Leadership Insights: A series from FinEquity’s Technical Advisors
Photo credit: Sujan Sarkar


SD5 + SDG7 = SDG13?


(SDG) 5+ (SDG) 7 = (SDG) 13?  

Creating universal access to clean energy could be the biggest opportunity for financial inclusion’s impact on mitigating climate change and building the resilience of low-income women and men to economic shocks. This is especially pertinent as the discussion around financial inclusion moves from access and use of financial services to improving the lives and livelihoods of marginalized populations.  

Climate change is one of the key threats that hang over the lives of low-income families in many parts of the world and its impacts are not equal. Low-income women often suffer the harshest consequences despite being the smallest contributors, as reflected in a recent CGAP Leadership essay. As climate change and gender equality become more important than ever before, discussions often center on the impact financial inclusion can have on climate change or on increasing economic opportunities for women, but less so on the interconnectedness of all three – financial inclusion, gender equality and climate change.  

By considering the interconnectedness of all three issues there is potential to create a more robust and impactful suite of sustainable development solutions. Given that energy is the primary source of greenhouse gas emissions and energy poverty limits women’s economic opportunities, we argue that increasing women’s financial inclusion and women’s access to renewable energy could lead to climate mitigation and, we hypothesize, resilience to climate change. However, to achieve this potential impact we must try to understand: what is the opportunity here for both women and the private sector? 

Why does energy matter to women? 

Access to energy is a key enabler of economic growth and poverty reduction in low- and middle-income countries (LMICs). Access to light and power gives women more time to finish their household chores, enables their children to study longer, and provides safety at night – adding up to improvements in quality of life. This is especially important given that women and girls are more likely to be “time poor” and responsible for the majority of the unpaid care tasks within a household. 60 Decibels found that 64% of female customers report their life has improved “very much” since acquiring a solar lantern as compared to 56% of men. Research in Brazil showed that girls in rural areas with access to electricity are 59% more likely to complete primary education than those without.

※

◆ REQUIREMENTS ◆
Please list every percentage figure in the article on clean energy and women's financial inclusion. The rows below play no part in this.

◆ MATERIAL ◆
※

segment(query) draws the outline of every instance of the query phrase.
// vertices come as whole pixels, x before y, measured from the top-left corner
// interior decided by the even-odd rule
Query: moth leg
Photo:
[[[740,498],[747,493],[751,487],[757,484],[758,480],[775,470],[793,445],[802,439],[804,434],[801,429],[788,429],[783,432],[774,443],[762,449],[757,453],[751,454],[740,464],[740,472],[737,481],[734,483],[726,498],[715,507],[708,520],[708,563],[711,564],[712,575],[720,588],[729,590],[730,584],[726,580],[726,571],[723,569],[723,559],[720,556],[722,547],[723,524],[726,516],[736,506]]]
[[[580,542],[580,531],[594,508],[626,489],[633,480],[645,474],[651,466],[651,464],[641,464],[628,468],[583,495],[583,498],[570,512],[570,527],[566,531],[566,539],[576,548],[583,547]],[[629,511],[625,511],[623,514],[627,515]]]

※

◆ CORRECT RESPONSE ◆
64%, 56%, 59%